Ithink.pl - Dziennikartstwo Obywatelskie
Polityczna gra traktatem
dodano 06.07.2008
Lech Kaczyński nie chce podpisać traktatu lizbońskiego. W "Dzienniku" mówił, że nie musi się z tym spieszyć, gdyż póki Irlandia nie ratyfikuje traktatu, jest on bezprzedmiotowy. Tak więc, aby prezydent podpisał traktat, wcześniej musi go ratyfikować Irlandia. Wypowiedź ta wywołała falę krytyki w europejskich mediach. Niestety, może się tak zdarzyć, że przez to ucierpi wizerunek Polski na arenie międzynarodowej.

Zapisane wpisy danych
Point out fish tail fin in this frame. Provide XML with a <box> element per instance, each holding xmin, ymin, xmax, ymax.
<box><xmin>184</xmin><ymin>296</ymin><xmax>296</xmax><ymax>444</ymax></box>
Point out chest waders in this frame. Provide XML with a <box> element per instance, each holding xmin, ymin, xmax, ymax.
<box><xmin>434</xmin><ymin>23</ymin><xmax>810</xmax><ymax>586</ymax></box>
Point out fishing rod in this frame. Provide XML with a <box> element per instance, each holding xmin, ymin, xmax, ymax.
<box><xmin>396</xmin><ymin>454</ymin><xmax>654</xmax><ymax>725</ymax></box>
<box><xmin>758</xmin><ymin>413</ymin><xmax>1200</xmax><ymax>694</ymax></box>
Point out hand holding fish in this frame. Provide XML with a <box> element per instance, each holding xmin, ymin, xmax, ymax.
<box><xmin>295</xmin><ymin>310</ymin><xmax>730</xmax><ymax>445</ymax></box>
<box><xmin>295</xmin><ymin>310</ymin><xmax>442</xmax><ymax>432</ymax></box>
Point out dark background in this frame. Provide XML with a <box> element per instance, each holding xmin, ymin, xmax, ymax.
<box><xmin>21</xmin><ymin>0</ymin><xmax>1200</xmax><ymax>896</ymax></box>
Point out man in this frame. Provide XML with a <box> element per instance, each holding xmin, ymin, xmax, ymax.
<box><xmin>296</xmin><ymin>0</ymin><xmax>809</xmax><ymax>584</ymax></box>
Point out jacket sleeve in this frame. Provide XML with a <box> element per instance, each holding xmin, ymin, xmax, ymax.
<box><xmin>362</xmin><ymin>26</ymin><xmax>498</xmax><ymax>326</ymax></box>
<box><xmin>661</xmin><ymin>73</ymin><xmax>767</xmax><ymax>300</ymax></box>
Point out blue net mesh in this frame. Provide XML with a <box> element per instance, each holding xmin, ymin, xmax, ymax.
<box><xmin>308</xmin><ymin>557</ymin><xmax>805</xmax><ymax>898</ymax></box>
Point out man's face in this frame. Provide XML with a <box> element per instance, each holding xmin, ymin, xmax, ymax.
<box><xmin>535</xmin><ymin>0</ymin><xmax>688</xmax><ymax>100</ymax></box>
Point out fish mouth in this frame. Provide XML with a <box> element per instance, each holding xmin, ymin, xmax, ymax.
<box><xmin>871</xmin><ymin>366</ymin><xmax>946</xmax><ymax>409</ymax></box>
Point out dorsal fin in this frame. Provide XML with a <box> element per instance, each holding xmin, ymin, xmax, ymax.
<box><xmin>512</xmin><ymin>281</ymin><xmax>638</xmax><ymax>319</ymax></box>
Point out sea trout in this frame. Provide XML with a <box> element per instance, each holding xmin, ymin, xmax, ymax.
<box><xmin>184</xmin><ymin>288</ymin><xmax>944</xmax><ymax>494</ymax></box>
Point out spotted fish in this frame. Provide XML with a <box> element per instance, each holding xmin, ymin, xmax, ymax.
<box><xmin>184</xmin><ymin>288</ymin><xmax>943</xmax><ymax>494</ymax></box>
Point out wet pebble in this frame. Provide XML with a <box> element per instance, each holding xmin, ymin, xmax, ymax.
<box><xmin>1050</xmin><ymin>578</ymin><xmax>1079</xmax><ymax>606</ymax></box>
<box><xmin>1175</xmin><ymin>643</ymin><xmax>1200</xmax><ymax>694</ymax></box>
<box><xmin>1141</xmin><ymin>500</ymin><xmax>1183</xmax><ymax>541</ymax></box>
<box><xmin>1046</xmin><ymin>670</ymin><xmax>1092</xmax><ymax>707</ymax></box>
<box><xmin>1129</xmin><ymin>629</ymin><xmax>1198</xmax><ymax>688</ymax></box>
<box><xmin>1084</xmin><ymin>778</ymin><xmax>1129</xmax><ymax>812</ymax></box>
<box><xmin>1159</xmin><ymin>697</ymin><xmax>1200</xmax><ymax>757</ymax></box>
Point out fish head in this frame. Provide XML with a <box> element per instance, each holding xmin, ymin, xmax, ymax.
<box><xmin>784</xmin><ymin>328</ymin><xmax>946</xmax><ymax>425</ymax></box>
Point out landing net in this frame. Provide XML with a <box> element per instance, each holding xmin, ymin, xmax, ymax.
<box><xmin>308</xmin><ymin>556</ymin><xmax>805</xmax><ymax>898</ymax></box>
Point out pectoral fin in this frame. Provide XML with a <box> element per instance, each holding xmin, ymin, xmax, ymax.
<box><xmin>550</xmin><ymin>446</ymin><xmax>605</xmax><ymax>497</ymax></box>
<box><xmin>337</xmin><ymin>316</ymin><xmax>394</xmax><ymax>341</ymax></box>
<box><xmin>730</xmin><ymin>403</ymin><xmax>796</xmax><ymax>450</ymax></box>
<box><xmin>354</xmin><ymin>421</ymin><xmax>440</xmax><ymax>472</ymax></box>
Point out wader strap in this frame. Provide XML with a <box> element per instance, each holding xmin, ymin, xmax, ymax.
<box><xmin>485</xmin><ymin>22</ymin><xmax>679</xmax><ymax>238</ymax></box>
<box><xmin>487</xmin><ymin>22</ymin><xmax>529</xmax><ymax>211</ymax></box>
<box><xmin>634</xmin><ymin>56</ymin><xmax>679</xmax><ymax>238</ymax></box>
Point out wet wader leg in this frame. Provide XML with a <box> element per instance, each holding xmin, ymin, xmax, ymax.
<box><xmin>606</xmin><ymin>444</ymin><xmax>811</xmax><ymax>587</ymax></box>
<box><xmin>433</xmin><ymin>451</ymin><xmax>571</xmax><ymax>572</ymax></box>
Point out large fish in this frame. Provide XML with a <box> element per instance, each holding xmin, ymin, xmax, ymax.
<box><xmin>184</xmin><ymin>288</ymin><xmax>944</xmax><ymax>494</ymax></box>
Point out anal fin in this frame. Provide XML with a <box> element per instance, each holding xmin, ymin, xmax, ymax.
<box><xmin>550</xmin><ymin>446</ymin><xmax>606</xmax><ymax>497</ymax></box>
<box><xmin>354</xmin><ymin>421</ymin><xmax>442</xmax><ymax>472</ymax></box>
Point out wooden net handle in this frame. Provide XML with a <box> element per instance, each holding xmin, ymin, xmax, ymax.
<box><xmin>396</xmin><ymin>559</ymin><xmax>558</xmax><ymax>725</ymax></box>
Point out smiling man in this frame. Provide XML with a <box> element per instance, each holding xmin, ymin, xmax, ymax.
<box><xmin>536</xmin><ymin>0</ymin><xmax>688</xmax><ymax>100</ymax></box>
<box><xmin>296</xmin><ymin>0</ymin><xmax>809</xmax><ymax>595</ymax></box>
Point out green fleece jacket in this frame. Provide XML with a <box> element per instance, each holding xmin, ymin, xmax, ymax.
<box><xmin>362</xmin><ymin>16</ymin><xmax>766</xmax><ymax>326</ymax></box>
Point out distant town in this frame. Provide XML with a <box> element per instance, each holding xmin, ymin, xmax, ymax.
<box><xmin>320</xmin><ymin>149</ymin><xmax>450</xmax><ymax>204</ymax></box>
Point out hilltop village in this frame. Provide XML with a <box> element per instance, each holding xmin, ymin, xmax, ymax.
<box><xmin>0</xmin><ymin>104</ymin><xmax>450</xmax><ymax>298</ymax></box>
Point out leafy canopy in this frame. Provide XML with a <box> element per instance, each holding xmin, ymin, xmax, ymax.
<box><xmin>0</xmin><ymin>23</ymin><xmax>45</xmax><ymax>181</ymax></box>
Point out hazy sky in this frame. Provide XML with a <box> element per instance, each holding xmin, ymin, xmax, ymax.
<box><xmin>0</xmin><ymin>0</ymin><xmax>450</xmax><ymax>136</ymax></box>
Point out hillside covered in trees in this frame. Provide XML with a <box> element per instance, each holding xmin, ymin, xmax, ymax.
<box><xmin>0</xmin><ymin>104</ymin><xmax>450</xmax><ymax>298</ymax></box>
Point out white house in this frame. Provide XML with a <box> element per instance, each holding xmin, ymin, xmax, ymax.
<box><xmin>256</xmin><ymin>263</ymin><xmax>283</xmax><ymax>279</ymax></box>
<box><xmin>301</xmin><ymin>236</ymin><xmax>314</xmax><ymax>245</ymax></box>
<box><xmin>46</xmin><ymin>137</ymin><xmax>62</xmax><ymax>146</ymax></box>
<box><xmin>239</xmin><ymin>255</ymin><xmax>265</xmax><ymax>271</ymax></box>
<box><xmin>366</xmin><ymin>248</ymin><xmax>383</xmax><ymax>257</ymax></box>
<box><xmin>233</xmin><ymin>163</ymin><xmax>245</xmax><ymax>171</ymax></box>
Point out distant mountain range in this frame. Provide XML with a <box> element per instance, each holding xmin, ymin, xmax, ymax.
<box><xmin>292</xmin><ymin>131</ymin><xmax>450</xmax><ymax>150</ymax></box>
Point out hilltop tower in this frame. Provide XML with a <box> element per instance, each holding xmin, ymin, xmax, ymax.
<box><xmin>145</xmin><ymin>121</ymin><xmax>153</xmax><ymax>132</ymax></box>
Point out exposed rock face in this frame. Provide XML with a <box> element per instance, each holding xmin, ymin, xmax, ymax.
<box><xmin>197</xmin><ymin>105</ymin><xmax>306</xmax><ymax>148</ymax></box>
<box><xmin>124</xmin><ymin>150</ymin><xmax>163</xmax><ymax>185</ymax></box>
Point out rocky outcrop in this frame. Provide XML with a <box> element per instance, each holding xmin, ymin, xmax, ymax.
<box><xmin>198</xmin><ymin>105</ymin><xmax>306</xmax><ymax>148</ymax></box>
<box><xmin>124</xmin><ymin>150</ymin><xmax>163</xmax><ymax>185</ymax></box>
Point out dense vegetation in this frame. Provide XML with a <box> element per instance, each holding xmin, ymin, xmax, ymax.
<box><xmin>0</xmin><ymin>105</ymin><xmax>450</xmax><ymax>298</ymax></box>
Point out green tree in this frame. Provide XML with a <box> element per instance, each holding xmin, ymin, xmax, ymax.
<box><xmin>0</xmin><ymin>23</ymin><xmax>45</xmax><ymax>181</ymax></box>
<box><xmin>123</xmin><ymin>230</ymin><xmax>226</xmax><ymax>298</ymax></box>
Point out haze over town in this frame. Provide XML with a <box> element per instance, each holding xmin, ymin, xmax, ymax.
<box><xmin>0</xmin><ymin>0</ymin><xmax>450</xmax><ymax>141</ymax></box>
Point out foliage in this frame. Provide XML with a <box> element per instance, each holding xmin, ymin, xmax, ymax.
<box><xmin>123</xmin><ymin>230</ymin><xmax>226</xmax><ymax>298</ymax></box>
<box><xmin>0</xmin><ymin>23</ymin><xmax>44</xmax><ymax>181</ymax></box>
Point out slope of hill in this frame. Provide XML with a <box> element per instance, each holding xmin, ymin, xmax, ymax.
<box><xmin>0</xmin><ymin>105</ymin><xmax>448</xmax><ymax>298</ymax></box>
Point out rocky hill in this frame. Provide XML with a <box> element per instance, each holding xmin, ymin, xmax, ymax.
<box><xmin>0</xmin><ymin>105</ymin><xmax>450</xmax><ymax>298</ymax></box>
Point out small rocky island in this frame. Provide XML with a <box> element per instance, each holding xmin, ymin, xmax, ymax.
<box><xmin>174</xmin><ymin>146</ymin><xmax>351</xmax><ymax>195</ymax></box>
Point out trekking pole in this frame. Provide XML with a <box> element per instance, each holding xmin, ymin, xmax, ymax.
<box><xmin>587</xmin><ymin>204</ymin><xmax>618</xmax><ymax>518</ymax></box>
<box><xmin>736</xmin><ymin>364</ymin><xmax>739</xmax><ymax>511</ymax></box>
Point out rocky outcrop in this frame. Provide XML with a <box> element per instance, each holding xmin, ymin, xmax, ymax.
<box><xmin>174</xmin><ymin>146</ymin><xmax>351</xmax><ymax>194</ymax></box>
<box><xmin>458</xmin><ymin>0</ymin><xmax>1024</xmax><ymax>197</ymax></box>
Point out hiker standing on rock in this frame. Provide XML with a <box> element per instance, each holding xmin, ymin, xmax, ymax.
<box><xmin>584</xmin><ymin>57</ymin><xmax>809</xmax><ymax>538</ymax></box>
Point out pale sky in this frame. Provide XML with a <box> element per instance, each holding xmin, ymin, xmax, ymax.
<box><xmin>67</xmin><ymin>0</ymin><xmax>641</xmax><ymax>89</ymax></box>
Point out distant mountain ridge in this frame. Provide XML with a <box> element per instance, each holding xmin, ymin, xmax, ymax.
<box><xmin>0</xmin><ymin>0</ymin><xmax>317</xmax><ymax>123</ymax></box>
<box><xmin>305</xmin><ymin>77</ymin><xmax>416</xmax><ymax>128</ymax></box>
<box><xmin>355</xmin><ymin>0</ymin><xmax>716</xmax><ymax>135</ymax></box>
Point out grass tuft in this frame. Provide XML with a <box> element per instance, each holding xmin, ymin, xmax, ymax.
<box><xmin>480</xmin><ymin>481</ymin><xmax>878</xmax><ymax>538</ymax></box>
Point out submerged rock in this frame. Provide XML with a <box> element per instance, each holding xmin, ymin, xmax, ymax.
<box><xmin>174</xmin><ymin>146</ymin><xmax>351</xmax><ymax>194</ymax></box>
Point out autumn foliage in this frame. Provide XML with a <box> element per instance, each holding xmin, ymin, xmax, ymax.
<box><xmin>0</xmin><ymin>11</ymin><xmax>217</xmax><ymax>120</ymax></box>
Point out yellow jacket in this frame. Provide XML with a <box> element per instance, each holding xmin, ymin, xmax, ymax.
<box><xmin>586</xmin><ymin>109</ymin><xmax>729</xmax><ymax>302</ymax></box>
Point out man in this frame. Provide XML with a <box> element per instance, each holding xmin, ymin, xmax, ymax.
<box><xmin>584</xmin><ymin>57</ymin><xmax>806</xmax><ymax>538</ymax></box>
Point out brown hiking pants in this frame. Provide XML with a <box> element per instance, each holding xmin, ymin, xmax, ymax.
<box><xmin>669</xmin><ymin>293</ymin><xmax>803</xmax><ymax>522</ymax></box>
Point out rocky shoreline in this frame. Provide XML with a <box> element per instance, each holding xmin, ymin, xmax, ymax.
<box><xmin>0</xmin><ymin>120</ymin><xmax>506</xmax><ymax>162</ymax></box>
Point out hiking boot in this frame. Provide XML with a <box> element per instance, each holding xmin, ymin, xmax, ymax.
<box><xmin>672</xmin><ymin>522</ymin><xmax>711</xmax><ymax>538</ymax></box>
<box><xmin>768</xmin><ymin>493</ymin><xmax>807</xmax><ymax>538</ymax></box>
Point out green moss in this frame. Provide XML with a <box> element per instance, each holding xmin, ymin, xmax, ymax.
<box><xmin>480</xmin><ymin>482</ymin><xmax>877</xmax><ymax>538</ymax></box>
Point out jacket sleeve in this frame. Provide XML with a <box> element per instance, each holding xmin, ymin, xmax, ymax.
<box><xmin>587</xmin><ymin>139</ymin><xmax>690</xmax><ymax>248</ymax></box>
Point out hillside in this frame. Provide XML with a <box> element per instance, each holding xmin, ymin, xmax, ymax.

◆ Lista zadań:
**a.** Przepisz fragment tekstu o traktacie lizbońskim, wszystko od słów "Ithink.pl - Dziennikartstwo" aż do słów "na arenie międzynarodowej.", zamieniając "Irlandia" na "Holandia".
**b.** Co według tekstu o traktacie lizbońskim wywołała wypowiedź prezydenta w europejskich mediach?

◆ Rozwiązania ćwiczenia:
**a.**
Ithink.pl - Dziennikartstwo Obywatelskie
Polityczna gra traktatem
dodano 06.07.2008
Lech Kaczyński nie chce podpisać traktatu lizbońskiego. W "Dzienniku" mówił, że nie musi się z tym spieszyć, gdyż póki Holandia nie ratyfikuje traktatu, jest on bezprzedmiotowy. Tak więc, aby prezydent podpisał traktat, wcześniej musi go ratyfikować Holandia. Wypowiedź ta wywołała falę krytyki w europejskich mediach. Niestety, może się tak zdarzyć, że przez to ucierpi wizerunek Polski na arenie międzynarodowej.

**b.** Falę krytyki.